» **Written problem 1**
Write out everything from "Scenes that actually" down to "this geeky, okay?" in the Star Trek post.
» **Written problem 2**
Summarize the Star Trek post in two sentences.
----- Source extract
The next Star Trek movie will gross over a billion dollars. If it has Klingons.

There are real Trek spoilers in this one. Just so you're aware.

The reaction I had upon leaving the theater last week was a very Keanu-esque "Whoa." Not just because it's the formerly-believed-impossible great odd-numbered Trek movie, but because the reset button never got pushed. Vulcan is still destroyed, and the future of the future is completely up for grabs.

But, upon further reflection (which does not mean I've already seen it again--I'm not that big a geek . . . anymore), not as much needs to have been changed if that's the way future writers choose to take it. Um, wow. That's a bad sentence. Let me see if I can explain what I mean with examples.

Kirk is still the youngest person to ever captain a starship. Except now he's even younger than he was before. He was never a lieutenant aboard the USS Farragut, which means he never had that first encounter with the smoke monster that would come back to haunt him and a member of his crew in the episode "Obsession." Which is a bit of a problem, but it's not like that's one of the episodes everyone knows about* regardless of how much they like the show.

The destruction of the planet Vulcan and near-eradication of the Vulcan race are a little tricker to deal with. First of all, with so few Vulcans left, I would imagine their first priority would be repopulation, which means some heavy rethinking of the various pon farr rituals and finding work-arounds for the seven-year mating cycle. The idea of an entire starship, USS Intrepid, being manned entirely by Vulcans becomes rather illogical, and therefore the Intrepid's destruction by the giant space amoeba in "The Immunity Syndrome" is unlikely to affect Spock. In fact, with a more diverse crew, there's a chance the Enterprise never has to get involved.

Scenes that actually take place on the planet Vulcan might seem a little trickier to handwave away, but it's easier than it looks. Just rename whatever planet most of the survivors decide to settle on. Vulcan logic is like that.

As for "future" Vulcans, well, there's no reason to assume Dr. Selar, Tuvok, Saavik, and Valeris don't exist anymore. Sybok's dead and gone though, which takes Star Trek V right out of the picture.

The really troublesome one is the episode "Journey to Babel." That's not the first time Kirk's met Sarek anymore, and Amanda's dead. Given the need for more baby Vulcans, it's not even logical for Sarek to take another human wife (as he did with Perrin sometime before the Next Generation episode "Sarek").

I promise my next blog post won't be nearly this geeky, okay?


*Such "universally known" episodes might include the one with the tribbles, the one with the giant space amoeba, and the one with the girls who steal Spock's brain (that last one, of course, for all the wrong reasons).
----------
----- Entries shown
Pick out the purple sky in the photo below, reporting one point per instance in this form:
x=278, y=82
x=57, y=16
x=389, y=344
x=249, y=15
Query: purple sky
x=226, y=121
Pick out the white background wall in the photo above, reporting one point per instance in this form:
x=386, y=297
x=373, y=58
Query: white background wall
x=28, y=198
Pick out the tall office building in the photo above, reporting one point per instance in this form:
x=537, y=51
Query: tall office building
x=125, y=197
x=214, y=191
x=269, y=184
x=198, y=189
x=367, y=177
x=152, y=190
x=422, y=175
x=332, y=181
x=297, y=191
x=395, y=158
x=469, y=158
----------
----- Entries shown
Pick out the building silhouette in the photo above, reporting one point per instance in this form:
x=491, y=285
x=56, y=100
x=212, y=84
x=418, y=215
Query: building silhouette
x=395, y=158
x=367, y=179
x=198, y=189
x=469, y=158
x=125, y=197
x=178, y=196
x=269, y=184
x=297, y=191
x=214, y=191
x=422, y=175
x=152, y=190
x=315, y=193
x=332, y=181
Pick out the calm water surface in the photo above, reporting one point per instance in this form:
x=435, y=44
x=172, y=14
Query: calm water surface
----------
» **Task result 1**
Scenes that actually take place on the planet Vulcan might seem a little trickier to handwave away, but it's easier than it looks. Just rename whatever planet most of the survivors decide to settle on. Vulcan logic is like that.

As for "future" Vulcans, well, there's no reason to assume Dr. Selar, Tuvok, Saavik, and Valeris don't exist anymore. Sybok's dead and gone though, which takes Star Trek V right out of the picture.

The really troublesome one is the episode "Journey to Babel." That's not the first time Kirk's met Sarek anymore, and Amanda's dead. Given the need for more baby Vulcans, it's not even logical for Sarek to take another human wife (as he did with Perrin sometime before the Next Generation episode "Sarek").

I promise my next blog post won't be nearly this geeky, okay?

» **Task result 2**
The post says the new Star Trek movie leaves Vulcan destroyed and the future open, yet argues that not much of the earlier story needs to change. It works through examples such as Kirk never serving on the USS Farragut, the rethinking the few remaining Vulcans would face, and "Journey to Babel" as the most troublesome episode.